◆ Instruction ◆
Count the lines in the listing below that contain the word "tortilla". Reply with that number only.

◆ Dataset rows ◆
↓↓↓

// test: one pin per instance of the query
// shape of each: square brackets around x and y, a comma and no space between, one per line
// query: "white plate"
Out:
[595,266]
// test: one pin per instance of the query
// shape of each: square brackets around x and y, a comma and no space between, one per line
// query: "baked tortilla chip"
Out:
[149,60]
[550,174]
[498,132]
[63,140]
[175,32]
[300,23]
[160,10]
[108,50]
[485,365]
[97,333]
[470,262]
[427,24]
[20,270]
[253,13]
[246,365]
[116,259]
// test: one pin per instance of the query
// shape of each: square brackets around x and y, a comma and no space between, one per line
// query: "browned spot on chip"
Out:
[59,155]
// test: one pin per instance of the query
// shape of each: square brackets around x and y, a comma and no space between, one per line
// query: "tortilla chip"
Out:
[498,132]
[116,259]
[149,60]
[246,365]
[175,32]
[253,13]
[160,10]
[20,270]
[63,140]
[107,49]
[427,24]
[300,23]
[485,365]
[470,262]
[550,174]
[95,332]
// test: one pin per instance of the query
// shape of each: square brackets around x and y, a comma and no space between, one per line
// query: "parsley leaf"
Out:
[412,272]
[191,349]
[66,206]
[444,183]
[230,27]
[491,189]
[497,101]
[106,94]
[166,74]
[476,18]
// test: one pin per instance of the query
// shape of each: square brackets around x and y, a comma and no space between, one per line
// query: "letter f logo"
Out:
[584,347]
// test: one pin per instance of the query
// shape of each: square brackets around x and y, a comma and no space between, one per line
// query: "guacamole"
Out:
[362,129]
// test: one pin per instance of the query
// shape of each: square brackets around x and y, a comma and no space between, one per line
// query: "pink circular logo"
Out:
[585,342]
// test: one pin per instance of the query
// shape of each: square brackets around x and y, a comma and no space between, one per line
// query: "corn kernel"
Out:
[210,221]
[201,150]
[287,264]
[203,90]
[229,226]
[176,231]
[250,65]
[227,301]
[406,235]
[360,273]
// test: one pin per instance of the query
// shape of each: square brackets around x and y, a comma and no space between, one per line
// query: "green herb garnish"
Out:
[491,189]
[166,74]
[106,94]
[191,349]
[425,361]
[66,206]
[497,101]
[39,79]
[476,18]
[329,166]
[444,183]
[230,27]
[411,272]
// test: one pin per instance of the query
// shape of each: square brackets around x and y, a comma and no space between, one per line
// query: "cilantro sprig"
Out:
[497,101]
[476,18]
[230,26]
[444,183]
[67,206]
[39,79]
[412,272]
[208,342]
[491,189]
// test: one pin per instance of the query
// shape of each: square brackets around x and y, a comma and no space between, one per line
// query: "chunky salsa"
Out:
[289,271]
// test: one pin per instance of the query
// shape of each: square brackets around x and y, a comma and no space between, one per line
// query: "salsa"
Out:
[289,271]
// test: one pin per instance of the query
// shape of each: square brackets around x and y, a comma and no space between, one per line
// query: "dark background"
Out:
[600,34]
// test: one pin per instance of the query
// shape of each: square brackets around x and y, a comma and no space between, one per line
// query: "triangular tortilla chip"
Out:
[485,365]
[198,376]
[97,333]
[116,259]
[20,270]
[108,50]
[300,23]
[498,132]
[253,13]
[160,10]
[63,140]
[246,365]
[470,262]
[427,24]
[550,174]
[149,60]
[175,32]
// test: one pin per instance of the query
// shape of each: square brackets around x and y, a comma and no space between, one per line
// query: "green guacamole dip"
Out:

↑↑↑

◆ Exercise answer ◆
3